** Document passage follows **

There are many ways to model performance degradation in neural networks. Two ideas that come to mind are random noise and dropout of a subset of the neurons. Let's explore the former. Here is our suggestion for a crude implementation of pain: Whenever an agent's reward signal is under a certain threshold, we throw noise into its neural network. We scale that noise to be inverse in size to the reward, and maybe make it continue for N timesteps with an exponential decay even after the reward signal is back above the threshold. Such false data in the network is reminiscent of the human experience of "seeing stars". The agent will continue operating, but its output neurons will have different activation levels than what they usually have in a no-pain scenario, causing the agent to sometimes choose non-optimal actions. If the reward goes even lower, then that difference becomes even bigger, and the agent becomes less likely to solve problems in its environment and get a high reward. This means that pain can be a vicious cycle.

We defined an agent's pain as being determined by its reward; in a POSG, the reward might depend on anything in the environment, including the agent's action, the actions of all the other agents, and any inanimate objects. Therefore any of these could cause an agent to experience pain.

We established in the last section that the two agents form a limited theory of mind of each other and use it to get more reward. We argue that this ToM could include the other agent's pain. When agent A experiences pain, agent B could learn:

  1. What conditions cause agent A to experience pain, and how much of it;
  2. Which of B's actions, in each environment state, are likely to cause A to experience pain;
  3. How A's action probability distribution changes when A is experiencing pain, i.e. which actions A is more likely to take when it's in pain.

When A and B are working together to achieve a goal that benefits both of them, A's pain would be a detriment to B. B could learn to be careful not to cause A pain, and even move away objects that cause A pain. When A and B are competing for the same resource, A's pain could mean an advantage for B, and B may learn to do actions that cause A pain. Of course, A may learn to retaliate, causing B pain in a tit-for-tat dynamic until B relents.

** End of Document passage **
** Supplied records follows **

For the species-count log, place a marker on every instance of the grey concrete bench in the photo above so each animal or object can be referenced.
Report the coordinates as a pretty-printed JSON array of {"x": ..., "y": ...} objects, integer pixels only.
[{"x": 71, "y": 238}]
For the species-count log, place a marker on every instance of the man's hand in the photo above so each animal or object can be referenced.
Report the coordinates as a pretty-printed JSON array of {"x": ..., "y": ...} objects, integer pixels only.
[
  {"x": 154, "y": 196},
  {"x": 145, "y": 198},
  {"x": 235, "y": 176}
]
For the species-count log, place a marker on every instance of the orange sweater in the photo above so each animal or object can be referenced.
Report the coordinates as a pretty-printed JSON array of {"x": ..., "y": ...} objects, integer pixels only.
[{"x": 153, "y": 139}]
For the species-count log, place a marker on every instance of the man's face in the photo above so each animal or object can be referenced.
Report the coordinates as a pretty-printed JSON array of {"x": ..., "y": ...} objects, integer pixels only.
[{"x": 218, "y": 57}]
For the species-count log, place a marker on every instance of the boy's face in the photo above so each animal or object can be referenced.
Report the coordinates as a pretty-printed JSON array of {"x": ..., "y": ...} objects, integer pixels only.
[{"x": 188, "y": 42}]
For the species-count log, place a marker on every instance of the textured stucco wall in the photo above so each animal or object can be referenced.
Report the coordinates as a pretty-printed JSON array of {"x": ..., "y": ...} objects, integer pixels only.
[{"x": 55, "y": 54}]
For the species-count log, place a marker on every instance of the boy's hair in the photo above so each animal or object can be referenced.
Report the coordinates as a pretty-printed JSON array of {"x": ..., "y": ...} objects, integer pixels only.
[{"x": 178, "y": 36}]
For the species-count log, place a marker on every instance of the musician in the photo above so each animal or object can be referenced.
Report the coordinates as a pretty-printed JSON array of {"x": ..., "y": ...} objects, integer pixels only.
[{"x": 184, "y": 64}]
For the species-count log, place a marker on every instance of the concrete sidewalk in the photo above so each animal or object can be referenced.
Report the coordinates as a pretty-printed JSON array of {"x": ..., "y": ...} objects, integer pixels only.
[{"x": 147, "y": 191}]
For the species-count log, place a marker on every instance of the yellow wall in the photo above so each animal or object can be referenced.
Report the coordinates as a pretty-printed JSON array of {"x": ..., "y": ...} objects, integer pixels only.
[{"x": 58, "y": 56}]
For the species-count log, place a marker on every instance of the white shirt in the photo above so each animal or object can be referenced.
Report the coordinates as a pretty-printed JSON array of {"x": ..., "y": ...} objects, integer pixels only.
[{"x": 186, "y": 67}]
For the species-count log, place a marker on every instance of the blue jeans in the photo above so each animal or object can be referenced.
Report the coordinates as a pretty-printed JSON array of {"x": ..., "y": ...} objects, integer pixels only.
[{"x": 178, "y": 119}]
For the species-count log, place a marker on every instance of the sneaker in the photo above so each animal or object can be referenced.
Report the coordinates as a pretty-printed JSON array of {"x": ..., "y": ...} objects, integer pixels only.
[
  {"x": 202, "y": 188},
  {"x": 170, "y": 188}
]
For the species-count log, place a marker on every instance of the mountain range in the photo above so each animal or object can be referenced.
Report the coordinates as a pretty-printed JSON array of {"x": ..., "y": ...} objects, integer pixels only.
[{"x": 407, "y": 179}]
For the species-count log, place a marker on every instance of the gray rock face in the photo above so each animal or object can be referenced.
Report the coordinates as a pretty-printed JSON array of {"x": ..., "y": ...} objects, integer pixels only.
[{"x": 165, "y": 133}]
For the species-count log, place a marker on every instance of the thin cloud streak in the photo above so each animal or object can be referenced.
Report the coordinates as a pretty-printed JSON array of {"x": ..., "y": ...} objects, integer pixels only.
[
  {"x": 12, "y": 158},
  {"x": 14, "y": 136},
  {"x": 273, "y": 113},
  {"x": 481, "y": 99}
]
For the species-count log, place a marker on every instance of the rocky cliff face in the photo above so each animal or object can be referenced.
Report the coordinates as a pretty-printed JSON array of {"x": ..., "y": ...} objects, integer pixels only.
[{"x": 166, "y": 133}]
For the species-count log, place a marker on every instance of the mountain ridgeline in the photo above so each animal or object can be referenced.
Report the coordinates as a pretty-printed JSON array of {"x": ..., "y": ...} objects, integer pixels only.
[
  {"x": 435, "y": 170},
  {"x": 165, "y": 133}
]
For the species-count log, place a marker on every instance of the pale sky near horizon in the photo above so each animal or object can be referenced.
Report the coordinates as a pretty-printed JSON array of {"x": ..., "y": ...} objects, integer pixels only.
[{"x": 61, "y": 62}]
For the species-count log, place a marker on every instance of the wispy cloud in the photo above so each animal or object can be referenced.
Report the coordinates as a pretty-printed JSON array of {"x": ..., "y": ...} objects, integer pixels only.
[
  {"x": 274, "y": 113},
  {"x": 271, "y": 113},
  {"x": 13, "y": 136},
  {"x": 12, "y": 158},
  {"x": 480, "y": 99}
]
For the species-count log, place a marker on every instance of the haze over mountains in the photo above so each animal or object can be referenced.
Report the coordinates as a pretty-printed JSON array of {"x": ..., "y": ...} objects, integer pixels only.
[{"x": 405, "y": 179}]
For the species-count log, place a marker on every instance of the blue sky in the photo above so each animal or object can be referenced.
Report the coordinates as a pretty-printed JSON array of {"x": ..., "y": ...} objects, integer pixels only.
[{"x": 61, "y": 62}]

** End of Supplied records **

* [Exercise instructions]
1 > According to the passage on modeling pain in agents, why can pain be a vicious cycle?
2 > From the passage on modeling pain in agents, reproduce word for word the part that opens with the words containing "We defined an" and closes with "it's in pain.".

* [Answers]
1 > The noise is scaled inversely to the reward, so a lower reward makes the agent's output differ more from its no-pain behavior. That makes it less likely to solve problems and get a high reward, which keeps the reward low and the pain going.

2 >
We defined an agent's pain as being determined by its reward; in a POSG, the reward might depend on anything in the environment, including the agent's action, the actions of all the other agents, and any inanimate objects. Therefore any of these could cause an agent to experience pain.

We established in the last section that the two agents form a limited theory of mind of each other and use it to get more reward. We argue that this ToM could include the other agent's pain. When agent A experiences pain, agent B could learn:

  1. What conditions cause agent A to experience pain, and how much of it;
  2. Which of B's actions, in each environment state, are likely to cause A to experience pain;
  3. How A's action probability distribution changes when A is experiencing pain, i.e. which actions A is more likely to take when it's in pain.